--- Passage to read Enclosed Below ---
Policy Brief

Critical minerals in EU trade discourse: navigating a trilemma in times of geopolitical competition

Laurens, Noémie
Policy Brief (32/2025)

Bonn: German Institute of Development and Sustainability (IDOS)

DOI: https://doi.org/10.23661/ipb32.2025

Critical minerals (CMs) have become a strategic priority for the European Union (EU) amid the green and digital transitions. These resources – including lithium, cobalt, rare earths and nickel – are essential for clean energy technologies, defence systems and electronics. Yet, their processing and refining are highly concentrated in a few countries, leaving the EU especially vulnerable to supply disruptions and fuelling geopolitical tensions.

Recent shocks, including the COVID-19 pandemic and the war in Ukraine, have further exposed the fragility of supply chains. At the same time, extracting and trading CMs pose severe environmental and social challenges, from high carbon footprints to local community impacts. EU trade policy is therefore confronted with a trilemma: how to safeguard economic competitiveness, ensure en­vironmental sustainability and enhance security of supply.

This policy brief summarises research tracing how the Euro­pean Commission’s trade discourse on CMs has evolved to address the trilemma (Laurens, 2025). Initially, com­muni­cations focused narrowly on free trade and market access for raw materials. Gradually, sustainability and security considerations entered the narrative. Most recently, the EU has embraced a hybrid framing, simultaneously highlighting economic, environ­mental and security objectives in its trade discourse on CMs.

Although this hybrid discursive approach can help build broader support for CM policies and agreements by appealing to diverse stakeholders, it also demands careful policy design to minimise trade-offs and deliver on its promises. Without credible implementation and genuine integration of economic, environmental and security objectives, hybrid framing risks remaining largely rhetorical and failing to steer policy in practice.

Key policy messages:

  • The EU should adopt an integrated approach that effectively addresses economic, sustainability and security goals together while anticipating trade-offs to support more robust CM policies. This requires strong coordination across trade, industry, environ­ment and security-related directorates-general to align CM strategies, avoid policy conflicts and maximise synergies. It may also require short-term economic sacrifices for long-term resilience.
  • Early and meaningful engagement with research institutions, civil society, local communities and industry should move beyond formal consultation and enable genuine co-creation of solutions. Dialogue should begin before key decisions on CMs are finalised, incorporate stakeholder input trans­parently, and respond to concerns about sustain­ability and security of supply.
  • CM policies and agreements should provide for binding obligations and concrete implementation plans to ensure environmental and labour pro­tection, local value addition, skills development and technology transfer in resource-rich but eco­nomically vulnerable regions. Listening to partner governments and local communities as well as investing in the knowledge of local political, social and environ­mental contexts are essential for building trust and long-term partnerships.
  • International cooperation on CMs should be strengthened through inclusive arrangements that involve both major consumers and producing countries. Clubs composed primarily of resource-poor but wealthy economies risk being perceived as exclusionary.
--- End of Enclosed Passage to read ---
--- Source data Enclosed Below ---
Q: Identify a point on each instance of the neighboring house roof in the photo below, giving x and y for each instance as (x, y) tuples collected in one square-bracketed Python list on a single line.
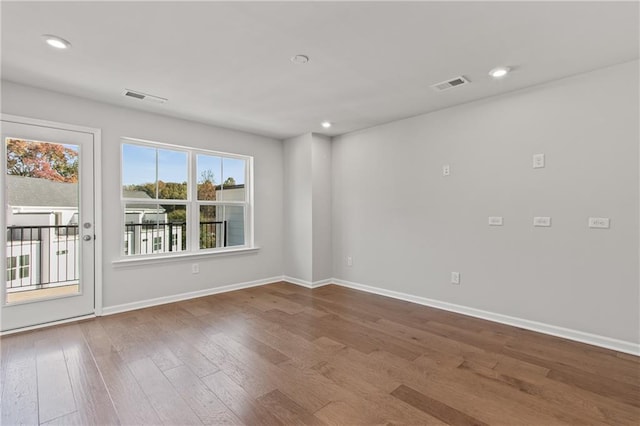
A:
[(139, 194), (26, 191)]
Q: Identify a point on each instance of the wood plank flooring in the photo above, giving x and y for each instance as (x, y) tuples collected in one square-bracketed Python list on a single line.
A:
--- End of Enclosed Source data ---
--- Source data Enclosed Below ---
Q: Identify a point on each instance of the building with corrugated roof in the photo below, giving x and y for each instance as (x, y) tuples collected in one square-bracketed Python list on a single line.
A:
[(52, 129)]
--- End of Enclosed Source data ---
--- Source data Enclosed Below ---
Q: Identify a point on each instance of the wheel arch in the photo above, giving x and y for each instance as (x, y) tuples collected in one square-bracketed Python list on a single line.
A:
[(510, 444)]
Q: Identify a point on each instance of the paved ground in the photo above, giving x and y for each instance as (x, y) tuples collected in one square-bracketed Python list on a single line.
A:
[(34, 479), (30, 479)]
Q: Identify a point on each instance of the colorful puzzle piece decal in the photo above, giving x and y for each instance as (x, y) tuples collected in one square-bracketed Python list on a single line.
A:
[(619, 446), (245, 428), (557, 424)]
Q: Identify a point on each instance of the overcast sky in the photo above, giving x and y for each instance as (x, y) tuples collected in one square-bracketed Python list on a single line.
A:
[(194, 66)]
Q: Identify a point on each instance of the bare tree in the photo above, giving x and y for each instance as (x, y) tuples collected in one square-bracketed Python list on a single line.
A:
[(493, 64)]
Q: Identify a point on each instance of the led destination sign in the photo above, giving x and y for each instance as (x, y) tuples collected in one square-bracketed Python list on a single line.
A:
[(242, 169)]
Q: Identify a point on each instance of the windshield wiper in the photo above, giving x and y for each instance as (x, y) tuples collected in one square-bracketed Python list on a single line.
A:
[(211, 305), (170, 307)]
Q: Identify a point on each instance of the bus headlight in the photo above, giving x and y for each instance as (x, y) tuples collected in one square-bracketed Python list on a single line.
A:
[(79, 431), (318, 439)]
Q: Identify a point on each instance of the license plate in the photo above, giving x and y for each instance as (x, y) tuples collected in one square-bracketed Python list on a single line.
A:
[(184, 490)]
--- End of Enclosed Source data ---
**What you will do:**
• 1. According to the policy brief on critical minerals, which recent shocks further exposed the fragility of supply chains?
• 2. List every critical mineral that the policy brief on critical minerals names as an example.
• 3. Write out everything in the policy brief on critical minerals from "Critical minerals in" down to "fuelling geopolitical tensions.".

**Answers for the exercise:**
• 1. The COVID-19 pandemic and the war in Ukraine.

• 2. lithium, cobalt, rare earths, nickel

• 3.
Critical minerals in EU trade discourse: navigating a trilemma in times of geopolitical competition

Laurens, Noémie
Policy Brief (32/2025)

Bonn: German Institute of Development and Sustainability (IDOS)

DOI: https://doi.org/10.23661/ipb32.2025

Critical minerals (CMs) have become a strategic priority for the European Union (EU) amid the green and digital transitions. These resources – including lithium, cobalt, rare earths and nickel – are essential for clean energy technologies, defence systems and electronics. Yet, their processing and refining are highly concentrated in a few countries, leaving the EU especially vulnerable to supply disruptions and fuelling geopolitical tensions.